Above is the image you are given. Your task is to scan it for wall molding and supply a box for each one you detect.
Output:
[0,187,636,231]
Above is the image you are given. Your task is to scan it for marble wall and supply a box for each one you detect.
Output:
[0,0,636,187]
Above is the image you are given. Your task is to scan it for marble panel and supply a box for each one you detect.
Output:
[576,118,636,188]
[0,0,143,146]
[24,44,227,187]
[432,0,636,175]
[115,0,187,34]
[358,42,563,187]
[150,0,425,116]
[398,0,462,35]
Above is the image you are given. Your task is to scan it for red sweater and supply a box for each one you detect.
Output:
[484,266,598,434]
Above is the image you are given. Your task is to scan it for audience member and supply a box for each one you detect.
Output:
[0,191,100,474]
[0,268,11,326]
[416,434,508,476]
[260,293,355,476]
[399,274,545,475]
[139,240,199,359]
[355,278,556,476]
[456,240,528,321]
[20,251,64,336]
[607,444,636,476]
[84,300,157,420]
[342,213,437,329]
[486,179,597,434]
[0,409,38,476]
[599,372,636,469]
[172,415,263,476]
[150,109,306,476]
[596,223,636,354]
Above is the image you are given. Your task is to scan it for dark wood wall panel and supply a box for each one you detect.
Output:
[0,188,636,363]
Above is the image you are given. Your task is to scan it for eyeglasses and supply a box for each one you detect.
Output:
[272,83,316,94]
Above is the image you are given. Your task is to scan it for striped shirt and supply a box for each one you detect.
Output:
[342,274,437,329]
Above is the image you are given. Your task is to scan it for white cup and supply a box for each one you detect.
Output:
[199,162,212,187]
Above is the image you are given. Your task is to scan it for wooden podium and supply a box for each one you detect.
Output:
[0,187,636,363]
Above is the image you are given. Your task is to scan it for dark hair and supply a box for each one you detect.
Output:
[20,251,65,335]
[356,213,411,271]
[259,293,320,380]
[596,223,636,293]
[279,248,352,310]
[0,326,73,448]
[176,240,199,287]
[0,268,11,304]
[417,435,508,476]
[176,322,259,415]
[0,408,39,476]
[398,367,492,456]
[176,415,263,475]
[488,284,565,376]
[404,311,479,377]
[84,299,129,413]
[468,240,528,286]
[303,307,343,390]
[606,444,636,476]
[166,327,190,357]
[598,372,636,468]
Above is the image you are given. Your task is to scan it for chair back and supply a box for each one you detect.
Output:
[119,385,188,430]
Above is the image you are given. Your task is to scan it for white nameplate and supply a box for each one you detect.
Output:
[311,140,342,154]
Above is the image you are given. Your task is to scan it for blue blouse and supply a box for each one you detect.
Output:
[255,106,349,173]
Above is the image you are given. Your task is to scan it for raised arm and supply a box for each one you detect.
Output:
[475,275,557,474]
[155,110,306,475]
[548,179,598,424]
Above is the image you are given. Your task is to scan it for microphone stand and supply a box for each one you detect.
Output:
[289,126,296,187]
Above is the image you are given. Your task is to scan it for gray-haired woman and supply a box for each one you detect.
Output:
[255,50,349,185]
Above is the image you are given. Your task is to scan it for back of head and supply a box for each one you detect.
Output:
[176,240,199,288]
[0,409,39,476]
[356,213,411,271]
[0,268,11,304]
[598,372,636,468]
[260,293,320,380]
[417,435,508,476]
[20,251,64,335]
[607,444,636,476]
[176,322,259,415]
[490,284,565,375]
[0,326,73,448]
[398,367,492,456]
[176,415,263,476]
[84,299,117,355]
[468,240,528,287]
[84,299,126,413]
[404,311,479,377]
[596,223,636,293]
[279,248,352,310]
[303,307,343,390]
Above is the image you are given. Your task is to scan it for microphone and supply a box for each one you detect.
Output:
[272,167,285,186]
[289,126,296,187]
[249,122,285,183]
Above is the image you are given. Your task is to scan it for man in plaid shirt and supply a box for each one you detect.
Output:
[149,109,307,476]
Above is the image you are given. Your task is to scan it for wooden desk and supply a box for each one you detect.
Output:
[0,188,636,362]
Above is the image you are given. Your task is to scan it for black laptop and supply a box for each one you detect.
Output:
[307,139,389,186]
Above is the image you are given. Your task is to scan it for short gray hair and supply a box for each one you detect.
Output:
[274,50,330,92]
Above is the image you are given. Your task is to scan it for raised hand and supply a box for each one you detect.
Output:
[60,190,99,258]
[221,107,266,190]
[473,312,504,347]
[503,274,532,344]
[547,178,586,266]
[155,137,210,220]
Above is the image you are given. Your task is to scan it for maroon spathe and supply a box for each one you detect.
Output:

▶ What you need to do
Identify each line in the rows above that contains the string "back" and copy those lines. Case counts.

▶ Completed task
Above is the image you are given. Your task is to scan it for chair back and supply a box for each one you detect.
Above is the image you are given. Your task is to scan it for back of head and supply a box for each one you detect.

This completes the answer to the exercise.